## [Data provided]

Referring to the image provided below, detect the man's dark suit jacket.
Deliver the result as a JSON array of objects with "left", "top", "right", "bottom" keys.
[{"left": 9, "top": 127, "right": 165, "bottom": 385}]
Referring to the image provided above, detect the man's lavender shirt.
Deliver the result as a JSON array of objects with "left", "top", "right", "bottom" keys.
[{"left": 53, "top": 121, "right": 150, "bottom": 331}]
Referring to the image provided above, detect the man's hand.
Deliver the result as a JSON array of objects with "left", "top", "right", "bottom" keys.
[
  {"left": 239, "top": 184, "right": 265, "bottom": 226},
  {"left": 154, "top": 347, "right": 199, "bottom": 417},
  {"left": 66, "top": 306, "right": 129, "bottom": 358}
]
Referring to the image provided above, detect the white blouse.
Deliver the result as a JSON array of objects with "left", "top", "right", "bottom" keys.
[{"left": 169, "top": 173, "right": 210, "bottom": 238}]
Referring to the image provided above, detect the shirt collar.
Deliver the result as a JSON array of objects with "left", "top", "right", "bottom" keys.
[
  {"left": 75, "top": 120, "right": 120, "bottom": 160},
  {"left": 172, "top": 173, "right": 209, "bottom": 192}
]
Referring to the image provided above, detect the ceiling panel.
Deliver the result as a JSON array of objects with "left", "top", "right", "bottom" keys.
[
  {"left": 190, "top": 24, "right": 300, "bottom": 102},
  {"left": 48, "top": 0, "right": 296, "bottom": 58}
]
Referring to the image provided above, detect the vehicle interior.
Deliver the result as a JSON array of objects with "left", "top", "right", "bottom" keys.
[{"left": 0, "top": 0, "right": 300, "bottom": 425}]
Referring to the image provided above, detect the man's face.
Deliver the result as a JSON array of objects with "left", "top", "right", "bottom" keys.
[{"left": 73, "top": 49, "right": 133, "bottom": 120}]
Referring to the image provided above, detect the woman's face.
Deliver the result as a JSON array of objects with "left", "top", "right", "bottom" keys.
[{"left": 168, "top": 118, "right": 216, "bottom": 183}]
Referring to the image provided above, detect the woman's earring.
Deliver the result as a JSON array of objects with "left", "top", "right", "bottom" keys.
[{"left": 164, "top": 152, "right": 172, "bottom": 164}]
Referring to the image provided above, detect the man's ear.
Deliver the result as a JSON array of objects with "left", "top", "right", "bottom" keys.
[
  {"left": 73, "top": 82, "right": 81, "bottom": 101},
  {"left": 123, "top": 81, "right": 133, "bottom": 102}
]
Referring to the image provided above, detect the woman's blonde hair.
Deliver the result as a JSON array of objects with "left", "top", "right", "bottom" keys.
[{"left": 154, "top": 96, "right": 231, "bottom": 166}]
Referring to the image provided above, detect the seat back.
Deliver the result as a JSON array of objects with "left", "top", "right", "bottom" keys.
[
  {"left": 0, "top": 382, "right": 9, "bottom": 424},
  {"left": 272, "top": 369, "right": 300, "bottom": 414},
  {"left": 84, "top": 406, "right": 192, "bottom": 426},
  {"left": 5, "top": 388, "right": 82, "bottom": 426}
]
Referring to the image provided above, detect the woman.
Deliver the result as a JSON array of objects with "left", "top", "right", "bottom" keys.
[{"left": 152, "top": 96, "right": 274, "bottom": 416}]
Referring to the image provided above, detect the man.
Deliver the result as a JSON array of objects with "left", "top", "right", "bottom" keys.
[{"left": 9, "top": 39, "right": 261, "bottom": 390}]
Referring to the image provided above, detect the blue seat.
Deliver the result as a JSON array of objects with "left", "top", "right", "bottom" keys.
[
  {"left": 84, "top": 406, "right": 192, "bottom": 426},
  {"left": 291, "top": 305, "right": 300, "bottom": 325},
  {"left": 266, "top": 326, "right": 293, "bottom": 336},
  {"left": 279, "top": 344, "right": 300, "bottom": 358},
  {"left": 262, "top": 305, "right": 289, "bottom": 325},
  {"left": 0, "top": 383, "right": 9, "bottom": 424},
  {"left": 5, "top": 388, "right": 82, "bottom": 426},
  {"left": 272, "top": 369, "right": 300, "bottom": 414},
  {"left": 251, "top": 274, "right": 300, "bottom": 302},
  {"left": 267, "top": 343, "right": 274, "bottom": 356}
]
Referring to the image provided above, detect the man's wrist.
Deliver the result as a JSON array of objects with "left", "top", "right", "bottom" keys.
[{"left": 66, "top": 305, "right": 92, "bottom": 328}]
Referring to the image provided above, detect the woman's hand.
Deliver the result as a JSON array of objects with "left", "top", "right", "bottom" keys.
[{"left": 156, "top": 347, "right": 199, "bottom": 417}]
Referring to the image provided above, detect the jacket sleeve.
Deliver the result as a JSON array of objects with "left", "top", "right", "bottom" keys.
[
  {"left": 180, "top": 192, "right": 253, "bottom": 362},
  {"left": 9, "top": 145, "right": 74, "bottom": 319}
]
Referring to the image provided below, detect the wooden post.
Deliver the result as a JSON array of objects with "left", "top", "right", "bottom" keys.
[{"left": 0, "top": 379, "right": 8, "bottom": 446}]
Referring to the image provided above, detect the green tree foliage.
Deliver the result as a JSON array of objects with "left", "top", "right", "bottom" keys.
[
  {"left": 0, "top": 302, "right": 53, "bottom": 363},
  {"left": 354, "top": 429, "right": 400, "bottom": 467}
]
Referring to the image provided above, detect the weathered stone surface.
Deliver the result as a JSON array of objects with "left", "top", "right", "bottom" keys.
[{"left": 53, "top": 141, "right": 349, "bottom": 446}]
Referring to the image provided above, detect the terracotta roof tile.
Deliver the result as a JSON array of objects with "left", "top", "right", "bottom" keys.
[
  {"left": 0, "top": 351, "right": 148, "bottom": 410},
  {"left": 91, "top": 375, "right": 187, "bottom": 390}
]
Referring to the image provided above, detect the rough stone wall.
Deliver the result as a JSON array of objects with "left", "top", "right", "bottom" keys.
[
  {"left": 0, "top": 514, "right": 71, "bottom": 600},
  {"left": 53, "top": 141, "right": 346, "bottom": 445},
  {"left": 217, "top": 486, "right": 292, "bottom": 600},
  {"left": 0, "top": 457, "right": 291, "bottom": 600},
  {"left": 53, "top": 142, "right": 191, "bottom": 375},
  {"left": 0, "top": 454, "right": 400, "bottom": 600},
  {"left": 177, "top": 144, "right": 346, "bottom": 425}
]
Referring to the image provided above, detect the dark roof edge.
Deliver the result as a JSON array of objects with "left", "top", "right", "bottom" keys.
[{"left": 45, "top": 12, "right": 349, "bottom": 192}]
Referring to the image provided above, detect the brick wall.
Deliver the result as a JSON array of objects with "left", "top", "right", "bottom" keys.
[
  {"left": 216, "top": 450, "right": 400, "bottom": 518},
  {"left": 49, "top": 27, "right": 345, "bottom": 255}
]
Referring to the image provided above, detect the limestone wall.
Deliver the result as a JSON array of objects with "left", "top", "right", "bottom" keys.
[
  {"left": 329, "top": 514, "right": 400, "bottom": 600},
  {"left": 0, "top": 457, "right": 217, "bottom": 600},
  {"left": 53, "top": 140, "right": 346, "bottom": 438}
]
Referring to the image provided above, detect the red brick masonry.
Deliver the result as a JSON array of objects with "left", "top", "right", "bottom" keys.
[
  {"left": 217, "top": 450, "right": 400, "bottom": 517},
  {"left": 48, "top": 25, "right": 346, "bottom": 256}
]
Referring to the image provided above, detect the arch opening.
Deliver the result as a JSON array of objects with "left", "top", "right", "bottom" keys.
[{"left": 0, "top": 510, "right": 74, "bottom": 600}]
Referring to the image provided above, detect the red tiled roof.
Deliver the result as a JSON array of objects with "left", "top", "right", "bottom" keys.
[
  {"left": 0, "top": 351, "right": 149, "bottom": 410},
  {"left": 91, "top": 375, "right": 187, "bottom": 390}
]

## [Instruction]
Retype the whole listing above exactly.

## [Right answer]
Referring to the image provided below, detect the man's dark suit jacket.
Deliver the result as a JSON array of objects with "left", "top", "right", "bottom" keys.
[{"left": 9, "top": 127, "right": 165, "bottom": 385}]
Referring to the image provided above, detect the man's lavender shirt.
Deliver the result as a JSON array of objects with "left", "top", "right", "bottom" keys.
[{"left": 53, "top": 121, "right": 150, "bottom": 331}]
Referring to the image provided above, detect the man's hand.
Deliver the result as a JSON array of objects with "left", "top", "right", "bottom" keys.
[
  {"left": 239, "top": 184, "right": 265, "bottom": 226},
  {"left": 154, "top": 347, "right": 199, "bottom": 417},
  {"left": 66, "top": 306, "right": 129, "bottom": 358}
]
Referring to the image provided above, detect the white blouse.
Deliver the result as a JSON array of objects with "left", "top", "right", "bottom" keys.
[{"left": 169, "top": 173, "right": 210, "bottom": 238}]
Referring to the image provided above, detect the shirt collar.
Deliver the result as a JSON array of objects with "left", "top", "right", "bottom" keys.
[
  {"left": 75, "top": 120, "right": 120, "bottom": 160},
  {"left": 172, "top": 173, "right": 209, "bottom": 192}
]
Referring to the image provided above, detect the ceiling panel.
Deliver the result as a JSON array of objects with "left", "top", "right", "bottom" keys.
[
  {"left": 190, "top": 24, "right": 300, "bottom": 102},
  {"left": 48, "top": 0, "right": 296, "bottom": 58}
]
Referring to the image provided above, detect the vehicle interior.
Deliver the result as a JSON array of objects with "left", "top", "right", "bottom" keys.
[{"left": 0, "top": 0, "right": 300, "bottom": 425}]
Referring to the image provided above, detect the man's face.
Deliver the result as a JSON array of objects with "left", "top", "right", "bottom" keys.
[{"left": 73, "top": 49, "right": 133, "bottom": 120}]
Referring to the image provided above, detect the woman's face.
Deliver the result as a JSON array of objects with "left", "top", "right", "bottom" keys.
[{"left": 168, "top": 118, "right": 216, "bottom": 183}]
Referring to the image provided above, detect the woman's earring.
Deliver the result as a JSON array of objects with "left", "top", "right", "bottom" keys.
[{"left": 164, "top": 152, "right": 172, "bottom": 164}]
Referring to the image provided above, detect the man's ear.
Deliver the result as a JSON array of objects with "left", "top", "right", "bottom" keys.
[
  {"left": 73, "top": 82, "right": 81, "bottom": 101},
  {"left": 123, "top": 81, "right": 133, "bottom": 102}
]
Referring to the image provided above, detect the woman's blonde hair.
Deliver the result as a JSON array of objects with "left", "top", "right", "bottom" keys.
[{"left": 154, "top": 96, "right": 231, "bottom": 166}]
Referring to the image provided above, detect the seat back.
Deliver the result as a JSON array of objects with "left", "top", "right", "bottom" keys.
[
  {"left": 0, "top": 382, "right": 9, "bottom": 424},
  {"left": 272, "top": 369, "right": 300, "bottom": 414},
  {"left": 84, "top": 406, "right": 192, "bottom": 426},
  {"left": 5, "top": 388, "right": 82, "bottom": 426}
]
Referring to the image provided above, detect the woman.
Deliver the result as a JSON array of objects with "left", "top", "right", "bottom" keys.
[{"left": 152, "top": 96, "right": 274, "bottom": 416}]
Referring to the image provided above, detect the man.
Deliver the result as a JSON array of objects with "left", "top", "right", "bottom" keys.
[{"left": 9, "top": 39, "right": 261, "bottom": 390}]
Referring to the image provided above, detect the blue seat.
Deliver the result as a JSON array of objects with "left", "top", "right", "bottom" keys.
[
  {"left": 84, "top": 406, "right": 192, "bottom": 426},
  {"left": 291, "top": 305, "right": 300, "bottom": 325},
  {"left": 266, "top": 326, "right": 293, "bottom": 336},
  {"left": 279, "top": 344, "right": 300, "bottom": 358},
  {"left": 262, "top": 305, "right": 289, "bottom": 325},
  {"left": 0, "top": 383, "right": 9, "bottom": 424},
  {"left": 5, "top": 388, "right": 82, "bottom": 426},
  {"left": 272, "top": 369, "right": 300, "bottom": 414},
  {"left": 251, "top": 274, "right": 300, "bottom": 302},
  {"left": 267, "top": 343, "right": 274, "bottom": 356}
]
Referring to the image provided above, detect the man's wrist.
Deliver the result as a JSON array of objects with "left", "top", "right", "bottom" keys.
[{"left": 66, "top": 305, "right": 92, "bottom": 328}]
Referring to the image provided above, detect the woman's hand.
Deliver the result as a JSON array of objects with "left", "top", "right", "bottom" keys.
[{"left": 156, "top": 347, "right": 199, "bottom": 417}]
Referring to the image provided above, detect the jacket sleeve.
Deliver the result as a JSON array of objects with "left", "top", "right", "bottom" keys.
[
  {"left": 180, "top": 192, "right": 253, "bottom": 362},
  {"left": 9, "top": 145, "right": 74, "bottom": 319}
]
Referring to the image provided below, detect the wooden post.
Deliver the result as a JSON array of objects with "left", "top", "right", "bottom" keys.
[{"left": 0, "top": 379, "right": 8, "bottom": 446}]
Referring to the image provided above, detect the green tree foliage.
Deliver the result as a JSON array of objects with "left", "top", "right", "bottom" keys.
[
  {"left": 0, "top": 302, "right": 53, "bottom": 363},
  {"left": 354, "top": 429, "right": 400, "bottom": 467}
]
Referring to the image provided above, detect the weathered stone surface.
Deliver the result as a JSON array of objects with "left", "top", "right", "bottom" keys.
[{"left": 53, "top": 141, "right": 349, "bottom": 446}]
Referring to the image provided above, detect the terracotta roof tile.
Deliver the result as a JSON array of objects with "left", "top", "right", "bottom" keys.
[
  {"left": 0, "top": 351, "right": 148, "bottom": 410},
  {"left": 91, "top": 375, "right": 187, "bottom": 390}
]
Referring to the image provided above, detect the rough stone wall.
Deliver the result as a JSON array of objects with "left", "top", "right", "bottom" keys.
[
  {"left": 0, "top": 514, "right": 71, "bottom": 600},
  {"left": 53, "top": 141, "right": 346, "bottom": 445},
  {"left": 217, "top": 486, "right": 292, "bottom": 600},
  {"left": 0, "top": 457, "right": 291, "bottom": 600},
  {"left": 53, "top": 142, "right": 191, "bottom": 375},
  {"left": 0, "top": 454, "right": 400, "bottom": 600},
  {"left": 177, "top": 144, "right": 346, "bottom": 425}
]
Referring to the image provided above, detect the dark roof edge.
Deliver the result as a JSON array of objects with "left", "top", "right", "bottom" keys.
[{"left": 45, "top": 12, "right": 349, "bottom": 192}]
Referring to the image provided above, detect the brick wall.
Deliver the result as a JSON array of objects with "left", "top", "right", "bottom" keys.
[
  {"left": 216, "top": 450, "right": 400, "bottom": 518},
  {"left": 49, "top": 27, "right": 345, "bottom": 255}
]
Referring to the image provided above, detect the limestone wall.
Deliver the result as a JSON array of objects with "left", "top", "right", "bottom" keys.
[
  {"left": 329, "top": 514, "right": 400, "bottom": 600},
  {"left": 0, "top": 457, "right": 217, "bottom": 600},
  {"left": 53, "top": 140, "right": 346, "bottom": 438}
]
Referring to the image provided above, detect the red brick masonry.
Deliver the result as a JSON array of objects with "left", "top", "right", "bottom" keys.
[
  {"left": 217, "top": 450, "right": 400, "bottom": 517},
  {"left": 48, "top": 25, "right": 346, "bottom": 256}
]
Referring to the image provided above, detect the arch opening.
Deliver the result as a JSON array of objects with "left", "top", "right", "bottom" keys.
[{"left": 0, "top": 510, "right": 74, "bottom": 600}]
Referring to the image provided above, detect the red tiled roof.
Deliver the result as a JSON array of objects with "left", "top", "right", "bottom" keys.
[
  {"left": 0, "top": 351, "right": 149, "bottom": 410},
  {"left": 91, "top": 375, "right": 187, "bottom": 390}
]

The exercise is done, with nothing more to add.